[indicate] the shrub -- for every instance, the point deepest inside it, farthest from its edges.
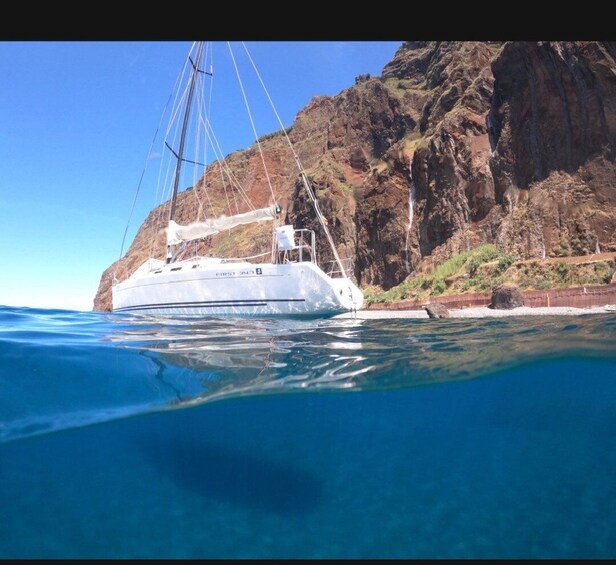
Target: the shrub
(438, 287)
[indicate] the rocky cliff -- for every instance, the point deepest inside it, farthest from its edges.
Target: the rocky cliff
(454, 145)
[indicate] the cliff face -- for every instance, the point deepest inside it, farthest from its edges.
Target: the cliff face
(456, 144)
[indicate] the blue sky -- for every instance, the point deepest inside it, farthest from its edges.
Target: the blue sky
(76, 123)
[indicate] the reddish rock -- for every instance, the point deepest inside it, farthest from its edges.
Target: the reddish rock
(436, 311)
(512, 144)
(506, 297)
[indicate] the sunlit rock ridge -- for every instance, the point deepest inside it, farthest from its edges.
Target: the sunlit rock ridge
(454, 145)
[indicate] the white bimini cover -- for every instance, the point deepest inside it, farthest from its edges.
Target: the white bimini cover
(176, 233)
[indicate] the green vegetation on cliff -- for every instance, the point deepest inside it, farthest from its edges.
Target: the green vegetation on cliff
(485, 267)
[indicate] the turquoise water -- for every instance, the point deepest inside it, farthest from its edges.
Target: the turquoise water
(133, 438)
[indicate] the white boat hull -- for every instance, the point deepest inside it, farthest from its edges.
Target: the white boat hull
(208, 287)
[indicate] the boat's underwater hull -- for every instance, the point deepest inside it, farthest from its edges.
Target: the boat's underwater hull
(193, 289)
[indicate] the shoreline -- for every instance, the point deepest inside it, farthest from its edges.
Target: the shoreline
(481, 312)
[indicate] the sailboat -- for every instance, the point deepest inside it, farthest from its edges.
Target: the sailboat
(285, 280)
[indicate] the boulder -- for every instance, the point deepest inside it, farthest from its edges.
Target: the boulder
(436, 311)
(506, 297)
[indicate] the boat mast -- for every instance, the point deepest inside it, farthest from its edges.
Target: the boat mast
(179, 155)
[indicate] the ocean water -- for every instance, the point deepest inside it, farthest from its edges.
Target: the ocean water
(123, 437)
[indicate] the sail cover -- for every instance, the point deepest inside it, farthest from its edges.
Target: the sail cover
(176, 233)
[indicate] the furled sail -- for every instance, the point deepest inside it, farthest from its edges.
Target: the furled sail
(177, 234)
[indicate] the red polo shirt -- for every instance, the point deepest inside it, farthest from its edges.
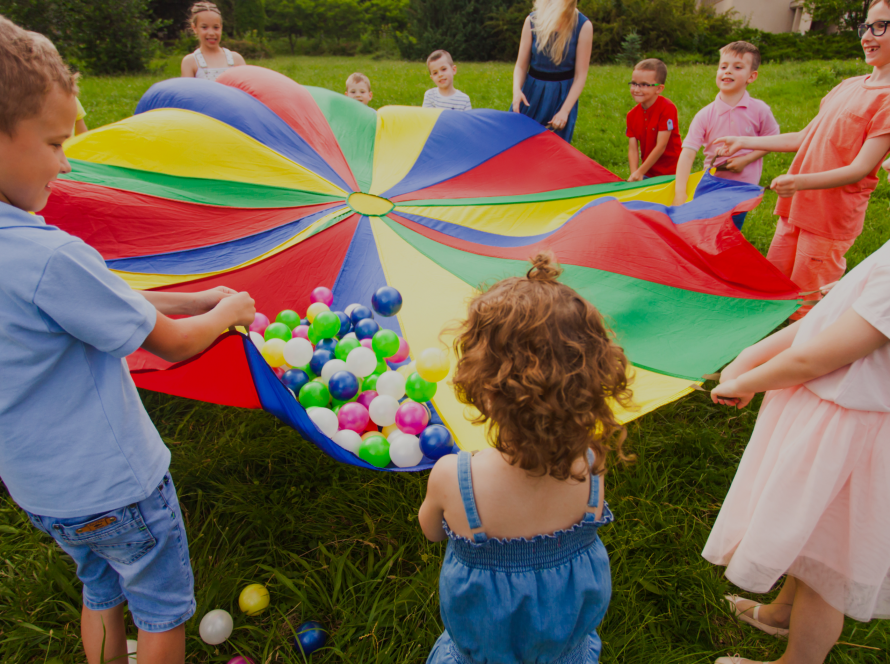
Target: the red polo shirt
(644, 125)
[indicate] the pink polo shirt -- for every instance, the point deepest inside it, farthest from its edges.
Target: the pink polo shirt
(750, 117)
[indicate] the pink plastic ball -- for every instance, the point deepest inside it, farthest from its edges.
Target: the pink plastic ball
(401, 354)
(322, 294)
(260, 323)
(353, 416)
(365, 398)
(412, 417)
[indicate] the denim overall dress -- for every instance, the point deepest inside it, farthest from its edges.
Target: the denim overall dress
(523, 601)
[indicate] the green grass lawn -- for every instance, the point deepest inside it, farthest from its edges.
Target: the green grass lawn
(342, 545)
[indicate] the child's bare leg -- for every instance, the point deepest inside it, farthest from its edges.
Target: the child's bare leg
(107, 624)
(815, 628)
(161, 647)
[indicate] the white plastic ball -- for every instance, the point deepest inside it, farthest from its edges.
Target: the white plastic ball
(216, 627)
(361, 362)
(257, 340)
(298, 352)
(325, 420)
(348, 440)
(405, 451)
(383, 410)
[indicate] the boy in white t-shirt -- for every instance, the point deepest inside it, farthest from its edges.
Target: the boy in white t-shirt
(444, 95)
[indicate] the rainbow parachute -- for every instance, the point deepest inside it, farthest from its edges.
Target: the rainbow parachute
(261, 184)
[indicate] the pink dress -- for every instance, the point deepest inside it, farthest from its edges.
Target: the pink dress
(811, 497)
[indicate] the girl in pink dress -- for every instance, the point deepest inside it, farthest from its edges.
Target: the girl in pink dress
(811, 498)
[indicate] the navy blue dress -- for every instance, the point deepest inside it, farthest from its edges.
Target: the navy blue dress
(547, 85)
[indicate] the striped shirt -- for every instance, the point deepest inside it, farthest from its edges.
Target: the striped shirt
(459, 101)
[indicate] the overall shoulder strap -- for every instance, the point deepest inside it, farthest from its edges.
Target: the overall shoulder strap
(465, 482)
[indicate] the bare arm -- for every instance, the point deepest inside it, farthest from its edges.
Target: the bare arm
(848, 339)
(520, 71)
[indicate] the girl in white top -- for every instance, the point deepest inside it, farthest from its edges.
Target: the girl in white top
(811, 497)
(210, 60)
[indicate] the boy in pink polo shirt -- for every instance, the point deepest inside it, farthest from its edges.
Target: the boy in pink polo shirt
(733, 113)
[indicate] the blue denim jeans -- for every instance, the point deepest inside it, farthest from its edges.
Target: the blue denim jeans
(136, 554)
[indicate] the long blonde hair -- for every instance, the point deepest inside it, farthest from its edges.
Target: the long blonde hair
(554, 24)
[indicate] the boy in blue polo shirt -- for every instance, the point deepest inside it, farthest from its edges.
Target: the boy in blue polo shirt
(78, 452)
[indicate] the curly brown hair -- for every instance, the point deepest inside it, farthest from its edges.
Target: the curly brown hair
(537, 361)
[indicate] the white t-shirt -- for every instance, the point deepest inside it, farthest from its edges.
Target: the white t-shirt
(864, 384)
(459, 101)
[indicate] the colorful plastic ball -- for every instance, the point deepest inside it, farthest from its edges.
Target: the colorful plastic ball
(361, 362)
(375, 450)
(387, 301)
(386, 344)
(325, 419)
(402, 354)
(344, 347)
(289, 317)
(273, 352)
(310, 637)
(216, 627)
(419, 389)
(314, 309)
(260, 323)
(319, 359)
(322, 294)
(278, 331)
(314, 394)
(343, 385)
(297, 352)
(327, 344)
(383, 410)
(433, 365)
(411, 417)
(327, 323)
(405, 451)
(254, 599)
(391, 384)
(366, 328)
(436, 441)
(348, 439)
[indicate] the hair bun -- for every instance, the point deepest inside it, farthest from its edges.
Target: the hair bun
(544, 268)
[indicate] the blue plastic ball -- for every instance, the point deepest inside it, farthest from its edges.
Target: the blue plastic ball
(345, 324)
(310, 637)
(366, 328)
(295, 379)
(436, 441)
(343, 385)
(387, 301)
(319, 359)
(360, 313)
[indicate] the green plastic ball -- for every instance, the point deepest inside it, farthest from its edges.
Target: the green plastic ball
(278, 331)
(419, 389)
(375, 450)
(314, 394)
(385, 344)
(289, 317)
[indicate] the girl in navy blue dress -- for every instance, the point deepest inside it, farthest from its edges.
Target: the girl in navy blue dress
(525, 576)
(551, 69)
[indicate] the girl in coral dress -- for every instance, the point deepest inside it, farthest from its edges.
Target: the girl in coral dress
(811, 498)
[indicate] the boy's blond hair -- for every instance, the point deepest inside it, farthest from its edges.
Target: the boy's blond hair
(358, 77)
(740, 48)
(656, 65)
(29, 67)
(435, 55)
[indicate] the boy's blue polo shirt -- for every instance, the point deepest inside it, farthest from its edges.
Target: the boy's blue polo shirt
(75, 439)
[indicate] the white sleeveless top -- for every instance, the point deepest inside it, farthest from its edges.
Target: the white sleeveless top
(210, 73)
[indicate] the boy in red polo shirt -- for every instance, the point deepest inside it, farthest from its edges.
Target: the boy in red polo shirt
(652, 125)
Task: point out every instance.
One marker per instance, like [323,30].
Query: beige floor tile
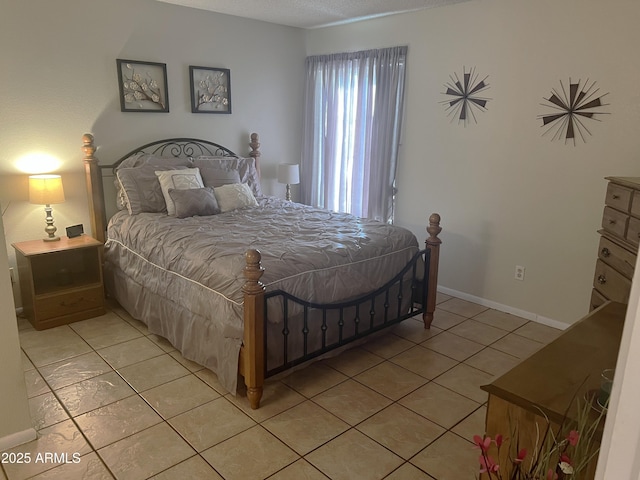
[89,467]
[478,332]
[314,379]
[211,423]
[538,332]
[440,405]
[169,399]
[63,439]
[453,346]
[52,345]
[492,361]
[401,430]
[46,410]
[445,320]
[113,422]
[424,362]
[146,453]
[351,401]
[474,424]
[305,427]
[449,458]
[195,468]
[354,455]
[130,352]
[276,398]
[502,320]
[300,470]
[153,372]
[35,383]
[93,393]
[466,381]
[391,380]
[462,307]
[517,346]
[354,361]
[74,370]
[105,330]
[268,455]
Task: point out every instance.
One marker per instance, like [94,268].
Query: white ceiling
[311,13]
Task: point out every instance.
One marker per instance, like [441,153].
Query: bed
[257,285]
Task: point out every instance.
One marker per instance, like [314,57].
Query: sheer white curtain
[353,111]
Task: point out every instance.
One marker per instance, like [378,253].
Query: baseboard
[18,438]
[534,317]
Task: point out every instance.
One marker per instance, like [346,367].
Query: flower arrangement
[561,454]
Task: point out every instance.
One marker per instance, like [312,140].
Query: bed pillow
[234,196]
[180,180]
[139,189]
[246,168]
[194,201]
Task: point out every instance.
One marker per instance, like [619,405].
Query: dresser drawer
[616,256]
[59,305]
[633,231]
[619,197]
[610,283]
[615,222]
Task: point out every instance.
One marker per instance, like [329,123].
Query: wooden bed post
[254,355]
[255,152]
[433,245]
[93,180]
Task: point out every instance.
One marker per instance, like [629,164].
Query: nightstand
[60,282]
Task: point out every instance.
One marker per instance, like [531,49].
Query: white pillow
[178,180]
[234,196]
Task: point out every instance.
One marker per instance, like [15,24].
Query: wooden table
[552,379]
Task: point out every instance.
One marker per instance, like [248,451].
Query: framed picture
[210,90]
[143,86]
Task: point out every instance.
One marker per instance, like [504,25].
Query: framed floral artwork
[143,86]
[210,90]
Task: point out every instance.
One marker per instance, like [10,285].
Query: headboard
[95,174]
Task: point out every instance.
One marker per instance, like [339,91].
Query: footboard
[308,330]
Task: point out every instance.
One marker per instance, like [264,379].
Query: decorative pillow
[179,180]
[212,177]
[195,201]
[246,168]
[234,196]
[139,188]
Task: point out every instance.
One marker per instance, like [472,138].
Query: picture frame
[143,86]
[210,89]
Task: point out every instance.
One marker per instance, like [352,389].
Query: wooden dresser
[620,235]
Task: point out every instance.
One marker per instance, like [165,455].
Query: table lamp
[46,190]
[288,173]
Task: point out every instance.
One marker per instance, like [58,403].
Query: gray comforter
[183,277]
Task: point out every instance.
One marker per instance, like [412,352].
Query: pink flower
[482,443]
[573,437]
[488,465]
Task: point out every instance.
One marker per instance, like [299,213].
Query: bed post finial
[254,358]
[433,245]
[255,152]
[95,195]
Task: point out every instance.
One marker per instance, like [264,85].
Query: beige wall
[509,196]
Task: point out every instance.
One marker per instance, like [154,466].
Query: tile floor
[403,406]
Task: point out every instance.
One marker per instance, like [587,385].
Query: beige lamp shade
[45,189]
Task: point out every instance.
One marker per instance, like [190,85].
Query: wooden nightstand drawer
[611,283]
[614,221]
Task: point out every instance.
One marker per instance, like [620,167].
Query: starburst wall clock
[465,99]
[572,110]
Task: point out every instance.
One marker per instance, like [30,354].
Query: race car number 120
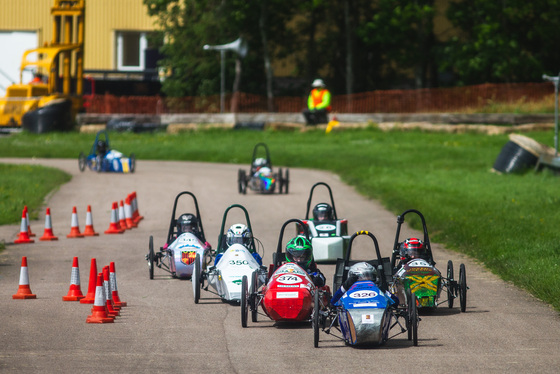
[288,279]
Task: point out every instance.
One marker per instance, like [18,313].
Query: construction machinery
[51,101]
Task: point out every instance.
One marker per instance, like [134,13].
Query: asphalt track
[162,330]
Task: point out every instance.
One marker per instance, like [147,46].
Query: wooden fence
[428,100]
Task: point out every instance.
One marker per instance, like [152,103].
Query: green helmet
[300,251]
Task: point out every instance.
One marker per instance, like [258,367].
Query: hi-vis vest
[319,99]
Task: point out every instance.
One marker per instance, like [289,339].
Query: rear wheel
[450,284]
[463,287]
[244,301]
[82,161]
[132,160]
[253,296]
[315,321]
[195,279]
[151,257]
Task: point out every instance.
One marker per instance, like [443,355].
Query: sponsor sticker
[287,295]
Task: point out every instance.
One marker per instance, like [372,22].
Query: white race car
[233,261]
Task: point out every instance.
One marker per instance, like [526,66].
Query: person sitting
[361,273]
[318,104]
[300,251]
[323,212]
[240,234]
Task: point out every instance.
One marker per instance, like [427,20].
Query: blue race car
[102,158]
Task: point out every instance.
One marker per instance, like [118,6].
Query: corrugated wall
[103,18]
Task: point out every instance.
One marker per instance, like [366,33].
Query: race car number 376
[288,279]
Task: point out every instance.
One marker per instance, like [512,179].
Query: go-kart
[180,252]
[260,177]
[289,295]
[329,238]
[423,278]
[236,263]
[364,315]
[103,158]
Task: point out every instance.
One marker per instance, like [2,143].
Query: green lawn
[508,222]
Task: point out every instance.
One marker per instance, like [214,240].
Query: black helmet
[300,251]
[323,212]
[187,223]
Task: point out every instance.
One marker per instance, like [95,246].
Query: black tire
[315,321]
[195,279]
[463,288]
[82,161]
[244,301]
[253,296]
[450,285]
[413,315]
[151,257]
[132,165]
_ _ _ _ _
Count the lines in the data above that contain the word "navy", treating uppercase and lowercase as different, and give only the number.

4